(MATERIAL PROVIDED)

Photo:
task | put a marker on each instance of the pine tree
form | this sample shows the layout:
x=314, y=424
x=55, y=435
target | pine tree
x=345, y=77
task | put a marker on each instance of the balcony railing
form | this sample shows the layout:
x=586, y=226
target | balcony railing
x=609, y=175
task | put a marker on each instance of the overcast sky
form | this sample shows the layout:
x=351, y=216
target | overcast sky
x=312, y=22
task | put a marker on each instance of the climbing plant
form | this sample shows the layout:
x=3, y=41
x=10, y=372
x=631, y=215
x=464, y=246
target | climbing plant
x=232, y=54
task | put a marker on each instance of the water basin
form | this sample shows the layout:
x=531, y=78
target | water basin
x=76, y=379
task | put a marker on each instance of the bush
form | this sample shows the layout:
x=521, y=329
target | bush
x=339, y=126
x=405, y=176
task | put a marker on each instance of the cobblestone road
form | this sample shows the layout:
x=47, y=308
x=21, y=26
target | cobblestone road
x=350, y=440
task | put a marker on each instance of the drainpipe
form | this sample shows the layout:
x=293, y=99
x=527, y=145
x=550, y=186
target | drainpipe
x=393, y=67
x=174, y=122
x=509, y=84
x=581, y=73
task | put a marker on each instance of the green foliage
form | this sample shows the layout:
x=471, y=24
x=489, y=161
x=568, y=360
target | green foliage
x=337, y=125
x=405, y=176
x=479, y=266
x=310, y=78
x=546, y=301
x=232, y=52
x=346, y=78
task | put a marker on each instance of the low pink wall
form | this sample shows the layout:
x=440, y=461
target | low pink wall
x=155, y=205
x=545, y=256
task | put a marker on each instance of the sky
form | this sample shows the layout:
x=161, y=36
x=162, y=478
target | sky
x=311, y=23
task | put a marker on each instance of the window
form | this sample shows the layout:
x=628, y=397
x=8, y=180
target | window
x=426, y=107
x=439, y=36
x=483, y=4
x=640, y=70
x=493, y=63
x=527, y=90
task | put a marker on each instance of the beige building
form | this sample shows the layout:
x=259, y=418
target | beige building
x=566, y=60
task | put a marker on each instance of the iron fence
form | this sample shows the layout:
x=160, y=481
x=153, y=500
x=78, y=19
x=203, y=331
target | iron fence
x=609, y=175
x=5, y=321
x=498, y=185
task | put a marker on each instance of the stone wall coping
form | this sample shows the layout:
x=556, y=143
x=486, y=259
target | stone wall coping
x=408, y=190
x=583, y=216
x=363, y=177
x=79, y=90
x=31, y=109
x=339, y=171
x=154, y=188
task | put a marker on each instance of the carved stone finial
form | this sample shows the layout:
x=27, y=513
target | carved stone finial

(End MATERIAL PROVIDED)

→ **ASSIGNMENT**:
Please restate the data word for word, every record included.

→ **ANSWER TO THIS TASK**:
Photo:
task | put a marker on each instance of the pine tree
form | this sample shows the layout:
x=314, y=424
x=55, y=435
target | pine tree
x=345, y=77
task | put a marker on each instance of the balcony railing
form | this sample shows the layout:
x=586, y=226
target | balcony railing
x=609, y=175
task | put a marker on each instance of the overcast sky
form | this sample shows the layout:
x=351, y=216
target | overcast sky
x=312, y=22
task | put a marker on each instance of the climbing plant
form | this sample shows the layout:
x=3, y=41
x=10, y=372
x=631, y=215
x=464, y=246
target | climbing plant
x=232, y=54
task | put a marker on each instance of the water basin
form | this sample shows the layout:
x=531, y=78
target | water basin
x=76, y=379
task | put a marker on each instance of the bush
form | this sample shows the layout:
x=521, y=329
target | bush
x=339, y=126
x=405, y=176
task | put a marker on each instance of the cobblestone road
form | this sample shows the layout:
x=47, y=308
x=21, y=26
target | cobblestone road
x=350, y=440
task | put a marker on each instance of the drainpipe
form | this sample shows the layout:
x=293, y=99
x=527, y=145
x=550, y=186
target | drainpipe
x=393, y=67
x=174, y=122
x=509, y=84
x=581, y=73
task | put a marker on each instance of the green foliage
form | this sample shows the layout:
x=471, y=24
x=489, y=161
x=568, y=360
target | green foliage
x=337, y=125
x=405, y=176
x=479, y=266
x=310, y=78
x=546, y=301
x=232, y=52
x=346, y=78
task | put a marker on each instance of the low pink wall
form | this sample shows the layout:
x=440, y=461
target | low pink wall
x=155, y=205
x=545, y=256
task | put a marker on each instance of the sky
form | this sample shows the layout:
x=161, y=36
x=162, y=478
target | sky
x=311, y=23
task | put a marker on each instance of the window
form | this sample shows the layout:
x=628, y=397
x=8, y=180
target | window
x=426, y=107
x=439, y=36
x=483, y=4
x=640, y=70
x=493, y=63
x=527, y=90
task | put a marker on each instance of the beige building
form | this sample shows the layout:
x=259, y=418
target | beige building
x=566, y=60
task | put a marker on each instance of the iron fence
form | this sample shows the layout:
x=160, y=481
x=153, y=500
x=78, y=19
x=203, y=331
target | iron fence
x=609, y=175
x=5, y=321
x=498, y=185
task | put a marker on each instance of the stone wall coping
form | this sample shows the layout:
x=556, y=143
x=486, y=259
target | stone wall coping
x=408, y=190
x=583, y=216
x=363, y=177
x=79, y=90
x=31, y=109
x=339, y=171
x=154, y=188
task | put a marker on each instance of the carved stone finial
form | this sample shows the layout:
x=27, y=513
target | carved stone finial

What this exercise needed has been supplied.